__TASK TO COMPLETE__:
Would you go through the records below and copy each line with the string "blue"?

__RECORDS TO USE__:
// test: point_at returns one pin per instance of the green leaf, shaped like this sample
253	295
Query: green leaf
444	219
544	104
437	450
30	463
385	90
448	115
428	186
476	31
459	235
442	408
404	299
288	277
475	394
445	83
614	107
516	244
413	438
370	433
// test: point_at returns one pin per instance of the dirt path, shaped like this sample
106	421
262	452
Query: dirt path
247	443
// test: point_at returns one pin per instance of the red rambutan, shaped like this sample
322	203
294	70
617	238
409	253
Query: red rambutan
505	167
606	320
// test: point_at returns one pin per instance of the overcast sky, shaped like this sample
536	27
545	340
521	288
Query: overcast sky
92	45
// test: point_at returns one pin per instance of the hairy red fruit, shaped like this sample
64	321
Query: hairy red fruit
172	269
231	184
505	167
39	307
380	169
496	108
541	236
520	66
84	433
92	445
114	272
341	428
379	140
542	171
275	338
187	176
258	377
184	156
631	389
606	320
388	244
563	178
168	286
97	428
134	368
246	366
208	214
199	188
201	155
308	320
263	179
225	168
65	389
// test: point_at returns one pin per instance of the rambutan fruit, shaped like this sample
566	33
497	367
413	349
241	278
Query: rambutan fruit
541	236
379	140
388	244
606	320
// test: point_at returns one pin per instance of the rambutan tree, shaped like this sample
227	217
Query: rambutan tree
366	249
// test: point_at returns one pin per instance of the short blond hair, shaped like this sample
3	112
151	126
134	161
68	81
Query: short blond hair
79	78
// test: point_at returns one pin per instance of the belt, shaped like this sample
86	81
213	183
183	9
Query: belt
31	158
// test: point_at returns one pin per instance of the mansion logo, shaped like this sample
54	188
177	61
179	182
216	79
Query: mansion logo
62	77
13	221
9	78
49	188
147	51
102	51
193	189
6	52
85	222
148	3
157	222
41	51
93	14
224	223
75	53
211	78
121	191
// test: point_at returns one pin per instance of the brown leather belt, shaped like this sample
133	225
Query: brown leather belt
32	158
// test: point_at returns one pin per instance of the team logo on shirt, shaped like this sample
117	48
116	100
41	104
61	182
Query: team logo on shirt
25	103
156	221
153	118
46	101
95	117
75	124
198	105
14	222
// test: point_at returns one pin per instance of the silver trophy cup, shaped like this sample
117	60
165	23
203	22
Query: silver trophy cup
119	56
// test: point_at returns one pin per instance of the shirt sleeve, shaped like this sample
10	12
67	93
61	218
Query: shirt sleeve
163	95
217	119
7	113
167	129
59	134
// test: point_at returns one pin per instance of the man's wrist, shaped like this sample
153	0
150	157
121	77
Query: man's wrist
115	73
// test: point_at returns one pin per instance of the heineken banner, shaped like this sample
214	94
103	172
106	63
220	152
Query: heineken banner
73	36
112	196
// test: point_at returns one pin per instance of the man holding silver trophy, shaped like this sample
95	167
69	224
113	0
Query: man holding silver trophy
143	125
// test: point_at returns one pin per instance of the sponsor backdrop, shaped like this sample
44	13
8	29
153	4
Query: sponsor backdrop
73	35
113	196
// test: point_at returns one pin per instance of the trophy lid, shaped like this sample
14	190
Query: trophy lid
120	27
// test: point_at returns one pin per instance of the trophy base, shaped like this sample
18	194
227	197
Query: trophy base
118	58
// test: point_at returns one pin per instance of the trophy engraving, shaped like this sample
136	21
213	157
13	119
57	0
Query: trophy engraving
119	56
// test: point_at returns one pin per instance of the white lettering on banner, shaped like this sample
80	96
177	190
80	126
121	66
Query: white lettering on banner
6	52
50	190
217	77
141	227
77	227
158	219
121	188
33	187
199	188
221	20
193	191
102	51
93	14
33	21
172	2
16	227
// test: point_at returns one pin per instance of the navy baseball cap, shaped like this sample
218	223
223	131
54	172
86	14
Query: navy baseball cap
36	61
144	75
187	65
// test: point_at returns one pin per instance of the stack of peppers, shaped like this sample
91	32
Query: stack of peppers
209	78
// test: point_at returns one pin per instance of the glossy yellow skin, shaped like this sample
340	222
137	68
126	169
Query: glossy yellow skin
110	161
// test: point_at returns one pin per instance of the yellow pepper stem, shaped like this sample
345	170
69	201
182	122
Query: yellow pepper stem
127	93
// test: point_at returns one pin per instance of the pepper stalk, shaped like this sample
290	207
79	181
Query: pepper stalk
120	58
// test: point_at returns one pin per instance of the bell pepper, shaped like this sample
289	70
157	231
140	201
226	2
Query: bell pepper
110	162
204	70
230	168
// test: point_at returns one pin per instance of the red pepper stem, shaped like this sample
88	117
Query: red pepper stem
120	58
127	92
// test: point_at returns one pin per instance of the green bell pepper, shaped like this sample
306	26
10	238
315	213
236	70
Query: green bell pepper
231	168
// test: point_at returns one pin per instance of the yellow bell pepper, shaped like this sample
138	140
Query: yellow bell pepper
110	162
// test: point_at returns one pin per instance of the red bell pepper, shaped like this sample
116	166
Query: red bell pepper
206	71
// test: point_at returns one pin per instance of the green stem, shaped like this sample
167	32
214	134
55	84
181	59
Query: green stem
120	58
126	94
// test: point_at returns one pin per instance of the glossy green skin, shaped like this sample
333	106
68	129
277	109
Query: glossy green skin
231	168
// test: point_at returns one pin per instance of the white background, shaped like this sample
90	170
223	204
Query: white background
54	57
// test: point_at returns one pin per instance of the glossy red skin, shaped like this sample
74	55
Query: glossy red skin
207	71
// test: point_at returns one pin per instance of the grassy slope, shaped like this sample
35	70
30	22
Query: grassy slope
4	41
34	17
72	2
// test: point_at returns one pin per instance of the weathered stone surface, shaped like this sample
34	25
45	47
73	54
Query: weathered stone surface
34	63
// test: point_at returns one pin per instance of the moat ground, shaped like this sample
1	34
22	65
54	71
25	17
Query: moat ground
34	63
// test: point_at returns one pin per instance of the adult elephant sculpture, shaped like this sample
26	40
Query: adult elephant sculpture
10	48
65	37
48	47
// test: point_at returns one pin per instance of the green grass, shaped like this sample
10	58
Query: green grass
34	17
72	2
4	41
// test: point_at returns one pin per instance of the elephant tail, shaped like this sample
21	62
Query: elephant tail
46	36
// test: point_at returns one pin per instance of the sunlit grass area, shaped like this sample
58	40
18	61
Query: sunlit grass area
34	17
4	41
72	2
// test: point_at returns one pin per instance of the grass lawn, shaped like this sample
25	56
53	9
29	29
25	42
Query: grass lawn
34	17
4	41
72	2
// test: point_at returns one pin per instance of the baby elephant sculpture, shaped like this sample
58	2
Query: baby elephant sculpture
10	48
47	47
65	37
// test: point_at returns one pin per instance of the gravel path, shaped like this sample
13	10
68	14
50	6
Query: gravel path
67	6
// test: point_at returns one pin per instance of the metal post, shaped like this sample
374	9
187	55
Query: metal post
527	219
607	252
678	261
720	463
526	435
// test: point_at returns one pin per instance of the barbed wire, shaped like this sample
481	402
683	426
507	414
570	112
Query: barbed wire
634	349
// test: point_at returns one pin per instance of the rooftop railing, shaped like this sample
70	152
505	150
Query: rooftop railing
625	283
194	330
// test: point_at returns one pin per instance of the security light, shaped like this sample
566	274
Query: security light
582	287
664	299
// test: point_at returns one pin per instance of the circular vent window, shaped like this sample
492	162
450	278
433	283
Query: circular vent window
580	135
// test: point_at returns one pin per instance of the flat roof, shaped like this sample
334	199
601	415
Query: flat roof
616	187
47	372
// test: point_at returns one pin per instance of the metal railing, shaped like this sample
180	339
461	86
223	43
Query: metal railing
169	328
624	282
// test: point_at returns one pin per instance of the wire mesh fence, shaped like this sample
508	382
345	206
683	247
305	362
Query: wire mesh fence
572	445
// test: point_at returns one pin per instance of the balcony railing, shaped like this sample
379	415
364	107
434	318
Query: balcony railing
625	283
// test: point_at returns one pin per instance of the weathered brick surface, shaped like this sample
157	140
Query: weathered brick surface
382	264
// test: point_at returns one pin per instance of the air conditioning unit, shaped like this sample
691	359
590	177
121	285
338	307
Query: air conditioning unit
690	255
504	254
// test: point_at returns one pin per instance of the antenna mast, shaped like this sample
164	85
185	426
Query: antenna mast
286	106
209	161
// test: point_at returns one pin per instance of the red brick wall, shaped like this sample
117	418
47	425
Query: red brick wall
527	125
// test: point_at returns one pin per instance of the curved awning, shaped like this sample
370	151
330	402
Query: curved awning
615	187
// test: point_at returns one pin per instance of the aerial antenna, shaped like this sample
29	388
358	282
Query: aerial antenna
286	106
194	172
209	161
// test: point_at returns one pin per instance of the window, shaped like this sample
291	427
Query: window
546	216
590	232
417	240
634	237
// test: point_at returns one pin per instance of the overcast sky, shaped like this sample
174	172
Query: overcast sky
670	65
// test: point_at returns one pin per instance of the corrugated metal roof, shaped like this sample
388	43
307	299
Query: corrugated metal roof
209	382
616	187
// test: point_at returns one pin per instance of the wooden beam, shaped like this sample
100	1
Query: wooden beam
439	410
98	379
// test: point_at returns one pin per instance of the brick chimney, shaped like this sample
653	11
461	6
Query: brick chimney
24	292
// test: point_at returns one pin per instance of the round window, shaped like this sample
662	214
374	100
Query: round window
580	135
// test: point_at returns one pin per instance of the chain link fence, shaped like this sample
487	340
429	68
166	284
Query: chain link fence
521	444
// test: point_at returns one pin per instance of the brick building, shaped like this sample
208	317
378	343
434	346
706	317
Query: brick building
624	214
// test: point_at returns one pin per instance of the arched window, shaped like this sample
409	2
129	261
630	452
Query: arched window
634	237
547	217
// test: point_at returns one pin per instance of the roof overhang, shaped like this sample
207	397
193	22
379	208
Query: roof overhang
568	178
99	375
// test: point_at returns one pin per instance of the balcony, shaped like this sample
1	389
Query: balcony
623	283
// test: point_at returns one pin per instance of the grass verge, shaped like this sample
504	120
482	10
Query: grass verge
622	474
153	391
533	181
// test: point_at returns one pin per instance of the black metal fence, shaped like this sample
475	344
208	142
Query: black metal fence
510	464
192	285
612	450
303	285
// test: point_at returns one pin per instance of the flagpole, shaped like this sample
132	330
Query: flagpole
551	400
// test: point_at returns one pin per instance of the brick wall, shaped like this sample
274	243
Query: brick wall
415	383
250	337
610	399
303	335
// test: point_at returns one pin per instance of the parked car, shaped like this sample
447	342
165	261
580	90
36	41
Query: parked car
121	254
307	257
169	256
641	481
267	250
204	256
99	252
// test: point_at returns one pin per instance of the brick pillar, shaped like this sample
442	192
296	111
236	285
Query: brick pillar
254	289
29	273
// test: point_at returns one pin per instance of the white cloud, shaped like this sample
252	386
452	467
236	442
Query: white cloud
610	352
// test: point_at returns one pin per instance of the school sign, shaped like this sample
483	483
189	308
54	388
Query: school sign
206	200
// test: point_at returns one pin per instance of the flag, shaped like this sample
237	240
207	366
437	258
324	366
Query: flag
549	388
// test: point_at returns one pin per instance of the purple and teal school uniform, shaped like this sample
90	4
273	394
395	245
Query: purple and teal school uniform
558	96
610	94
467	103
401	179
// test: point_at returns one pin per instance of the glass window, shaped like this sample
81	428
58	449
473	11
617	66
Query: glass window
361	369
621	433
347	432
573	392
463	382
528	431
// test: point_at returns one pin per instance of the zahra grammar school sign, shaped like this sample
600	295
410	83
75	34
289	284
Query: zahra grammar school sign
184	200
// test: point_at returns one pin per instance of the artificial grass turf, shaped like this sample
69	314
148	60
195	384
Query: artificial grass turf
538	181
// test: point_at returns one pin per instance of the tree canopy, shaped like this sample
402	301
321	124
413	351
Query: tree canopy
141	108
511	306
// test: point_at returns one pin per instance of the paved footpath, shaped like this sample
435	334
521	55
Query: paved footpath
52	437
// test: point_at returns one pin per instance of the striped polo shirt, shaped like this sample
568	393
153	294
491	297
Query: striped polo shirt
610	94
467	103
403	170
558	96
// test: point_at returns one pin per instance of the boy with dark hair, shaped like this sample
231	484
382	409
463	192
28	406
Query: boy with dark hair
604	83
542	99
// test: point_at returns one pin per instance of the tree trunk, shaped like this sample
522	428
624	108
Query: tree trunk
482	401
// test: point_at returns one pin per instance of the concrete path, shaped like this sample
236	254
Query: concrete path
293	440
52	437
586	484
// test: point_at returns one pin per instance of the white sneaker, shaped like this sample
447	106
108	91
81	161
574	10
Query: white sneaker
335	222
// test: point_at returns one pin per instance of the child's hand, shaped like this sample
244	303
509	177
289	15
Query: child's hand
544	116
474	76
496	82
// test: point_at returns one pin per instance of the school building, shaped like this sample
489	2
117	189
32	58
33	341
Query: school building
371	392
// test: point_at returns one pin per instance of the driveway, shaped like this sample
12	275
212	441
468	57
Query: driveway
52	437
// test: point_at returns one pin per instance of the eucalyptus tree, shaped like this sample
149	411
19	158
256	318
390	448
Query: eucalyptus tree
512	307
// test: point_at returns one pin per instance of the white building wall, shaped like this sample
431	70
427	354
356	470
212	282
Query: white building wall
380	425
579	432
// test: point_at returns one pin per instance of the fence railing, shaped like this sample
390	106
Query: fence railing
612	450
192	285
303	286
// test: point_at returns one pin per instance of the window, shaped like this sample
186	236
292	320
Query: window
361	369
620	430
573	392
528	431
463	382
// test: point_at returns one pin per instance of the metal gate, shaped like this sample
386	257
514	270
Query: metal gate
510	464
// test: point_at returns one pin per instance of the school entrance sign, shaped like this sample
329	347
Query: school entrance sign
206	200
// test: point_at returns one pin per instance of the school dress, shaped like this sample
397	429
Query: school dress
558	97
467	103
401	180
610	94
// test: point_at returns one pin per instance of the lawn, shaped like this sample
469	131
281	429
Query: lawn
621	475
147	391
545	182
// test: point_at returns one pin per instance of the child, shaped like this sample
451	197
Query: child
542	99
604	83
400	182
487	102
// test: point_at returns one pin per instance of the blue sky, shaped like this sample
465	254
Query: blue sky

__PROBLEM SOLUTION__:
// test: point_at returns one pin per instance of the blue sky, shaped like this sample
Query: blue sky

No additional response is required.